* _Text segment_:
Doing PageUnevictable() test first should be cheaper?

>   			enum lru_list lru = page_lru_base_type(page);
>   
>   			VM_BUG_ON_PAGE(PageActive(page), page);
> @@ -4313,12 +4309,15 @@ void check_move_unevictable_pages(struct pagevec *pvec)
>   			add_page_to_lru_list(page, lruvec, lru);
>   			pgrescued += nr_pages;
>   		}
> +		SetPageLRU(page);
>   	}
>   
>   	if (pgdat) {
>   		__count_vm_events(UNEVICTABLE_PGRESCUED, pgrescued);
>   		__count_vm_events(UNEVICTABLE_PGSCANNED, pgscanned);
>   		spin_unlock_irq(&pgdat->lru_lock);
> +	} else if (pgscanned) {
> +		count_vm_events(UNEVICTABLE_PGSCANNED, pgscanned);
>   	}
>   }
>   EXPORT_SYMBOL_GPL(check_move_unevictable_pages);
>
Hugh Dickins Nov. 12, 2020, 2:03 a.m. UTC | #2
On Wed, 11 Nov 2020, Vlastimil Babka wrote:
> On 11/5/20 9:55 AM, Alex Shi wrote:
> 
> > --- a/mm/vmscan.c
> > +++ b/mm/vmscan.c
> > @@ -1542,7 +1542,7 @@ unsigned int reclaim_clean_pages_from_list(struct
> > zone *zone,
> >    */
> >   int __isolate_lru_page(struct page *page, isolate_mode_t mode)
> >   {
> > -	int ret = -EINVAL;
> > +	int ret = -EBUSY;
> >     	/* Only take pages on the LRU. */
> >   	if (!PageLRU(page))
> > @@ -1552,8 +1552,6 @@ int __isolate_lru_page(struct page *page,
> > isolate_mode_t mode)
> >   	if (PageUnevictable(page) && !(mode & ISOLATE_UNEVICTABLE))
> >   		return ret;
> >   -	ret = -EBUSY;
> 
> I'm not sure why this change is here, looks unrelated to the patch?
> 
> Oh I see, you want to prevent the BUG() in isolate_lru_pages().

Yes, I suggested this part of the patch to Alex, when I hit that BUG().

* _Given problem 1_: Revise the patch discussion from "Doing PageUnevictable() test" up to and including "check_move_unevictable_pages(struct pagevec *pvec)", replacing "cheaper" with "faster".
* _Given problem 2_:
Answer these questions about the patch discussion:
(a) In the patch to __isolate_lru_page, what value is ret now initialized to?
(b) Who wrote the message dated Nov. 12, 2020?
(c) Which function is exported with EXPORT_SYMBOL_GPL?
* _Given problem 3_: Continue the patch discussion on the LRU page code from its final sentence.
The lines that come next are drawn from a different source.

* _Raw data_:
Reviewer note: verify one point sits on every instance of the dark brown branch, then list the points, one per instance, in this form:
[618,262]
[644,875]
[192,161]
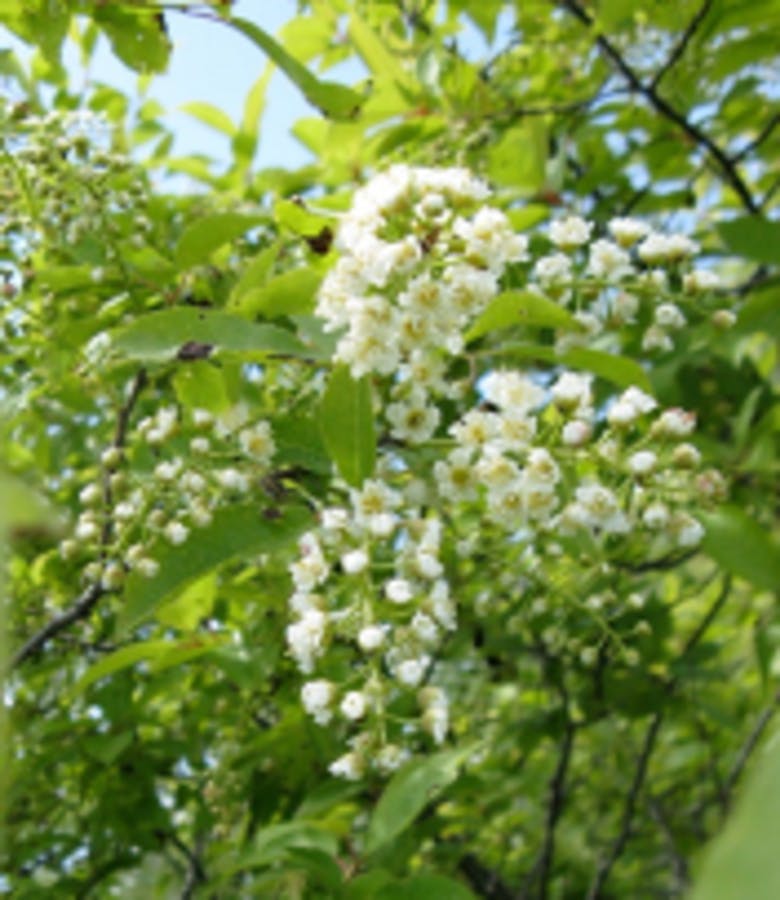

* _Exercise response 1_:
Doing PageUnevictable() test first should be faster?

>   			enum lru_list lru = page_lru_base_type(page);
>   
>   			VM_BUG_ON_PAGE(PageActive(page), page);
> @@ -4313,12 +4309,15 @@ void check_move_unevictable_pages(struct pagevec *pvec)

* _Exercise response 2_:
(a) -EBUSY
(b) Hugh Dickins
(c) check_move_unevictable_pages

* _Exercise response 3_:
> 
> But due to that, the PageUnevictable check was also affected unintentionally.
> But I don't think it's that important to BUG() when we run into
> PageUnevictable unexpectedly, so that's probably ok.

Not unintentional.  __isolate_lru_page(), or __isolate_lru_page_prepare(),
is a silly function, used by two callers whose requirements are almost
entirely disjoint.  The ISOLATE_UNEVICTABLE case is only for compaction.c,
which takes no interest in -EINVAL versus -EBUSY, and has no such BUG().

I think it dates back to lumpy reclaim days, and it probably made more
sense back then.

> 
> But with that, we can just make __isolate_lru_page() a bool function and
> remove the ugly switch in  isolate_lru_pages()?

I agree that the switch statement in isolate_lru_pages() seems pointless
now, and can be turned into an if{}else{}.  But that cleanup is a
diversion from this particular TestClearPageLRU patch, and I think from
the whole series (checking final state of the patchset, yes, the switch
is still there - though I think there have been variant series which
removed it).

Can we please leave that cleanup until after the series has gone in?

I think several of us have cleanups or optimization that we want to
follow (I had one that inlines what isolate_migratepages_block() wanted
of __isolate_lru_page() into that function, so simplifying what vmscan.c
needs; perhaps that can now eliminate it completely, I've not tried
recently).  But there was a point at which the series was growing
ten patches per release as we all added our bits and pieces on top,
it got harder and harder to review the whole, and further from
getting the basics in: I do push back against that tendency.

Hugh
Vlastimil Babka Nov. 12, 2020, 11:24 a.m. UTC | #3
On 11/12/20 3:03 AM, Hugh Dickins wrote:
> On Wed, 11 Nov 2020, Vlastimil Babka wrote:
>> On 11/5/20 9:55 AM, Alex Shi wrote:
>> 
>> > --- a/mm/vmscan.c
>> > +++ b/mm/vmscan.c
>> > @@ -1542,7 +1542,7 @@ unsigned int reclaim_clean_pages_from_list(struct
>> > zone *zone,
>> >    */
>> >   int __isolate_lru_page(struct page *page, isolate_mode_t mode)
>> >   {
>> > -	int ret = -EINVAL;
>> > +	int ret = -EBUSY;
>> >     	/* Only take pages on the LRU. */
>> >   	if (!PageLRU(page))
>> > @@ -1552,8 +1552,6 @@ int __isolate_lru_page(struct page *page,
>> > isolate_mode_t mode)
>> >   	if (PageUnevictable(page) && !(mode & ISOLATE_UNEVICTABLE))
>> >   		return ret;
>> >   -	ret = -EBUSY;
>> 
>> I'm not sure why this change is here, looks unrelated to the patch?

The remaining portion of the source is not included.